- **PROVIDED RECORDS**
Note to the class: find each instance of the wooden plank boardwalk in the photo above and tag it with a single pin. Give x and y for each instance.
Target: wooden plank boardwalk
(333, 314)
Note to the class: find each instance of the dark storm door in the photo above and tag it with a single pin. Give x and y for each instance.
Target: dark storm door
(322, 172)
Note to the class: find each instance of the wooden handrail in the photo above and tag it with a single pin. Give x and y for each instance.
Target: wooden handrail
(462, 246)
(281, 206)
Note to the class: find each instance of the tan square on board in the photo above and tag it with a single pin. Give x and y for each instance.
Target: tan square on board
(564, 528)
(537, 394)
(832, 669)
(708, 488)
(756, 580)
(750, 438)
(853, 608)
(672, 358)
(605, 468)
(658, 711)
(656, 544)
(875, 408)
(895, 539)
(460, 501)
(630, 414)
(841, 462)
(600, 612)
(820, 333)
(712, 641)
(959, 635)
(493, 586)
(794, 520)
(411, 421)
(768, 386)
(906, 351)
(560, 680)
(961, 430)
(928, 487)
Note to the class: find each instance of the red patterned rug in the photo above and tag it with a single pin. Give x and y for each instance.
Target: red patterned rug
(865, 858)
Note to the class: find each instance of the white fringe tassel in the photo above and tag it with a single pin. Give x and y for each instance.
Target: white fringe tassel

- **DIRECTIONS**
Shift every x and y coordinate in the data above by adding 47 to it, then write out the whole data line for line with the new values. Keep every other line unchanged.

- **THE RESPONSE**
Note to the class: find each instance of the wooden plank boardwalk in the photo above and tag it with a single pin. Give x and y for each instance.
Target: wooden plank boardwalk
(380, 361)
Note to the class: find each instance of the dark storm door in the photo above and tag it with a single pin. Give x and y for each instance.
Target: dark storm door
(369, 219)
Note to the class: find each instance of the wooden handrail in the photo above and tag it with a single pin. Give x and y for each instance.
Target: wooden handrail
(509, 293)
(328, 253)
Note to the class: find each instance of the tan square on board in the photo above and tag it with a single pin. Give x and y for each instance.
Target: tan square on board
(611, 575)
(584, 441)
(879, 716)
(755, 535)
(803, 627)
(797, 485)
(900, 655)
(719, 405)
(652, 515)
(705, 758)
(703, 591)
(922, 455)
(942, 586)
(507, 548)
(677, 461)
(888, 509)
(647, 659)
(867, 380)
(759, 688)
(1006, 682)
(540, 633)
(841, 567)
(458, 468)
(815, 433)
(953, 398)
(607, 727)
(1008, 477)
(975, 534)
Note to the class: find each instance of the red patterned rug in the photo above and tag it with a single pin. Give x and y for each instance.
Target: red patterned rug
(912, 905)
Note to the class: find each instance of the white fringe tassel in the photo above and tag it with a single pin. Give x and y for each instance.
Target: white fringe tassel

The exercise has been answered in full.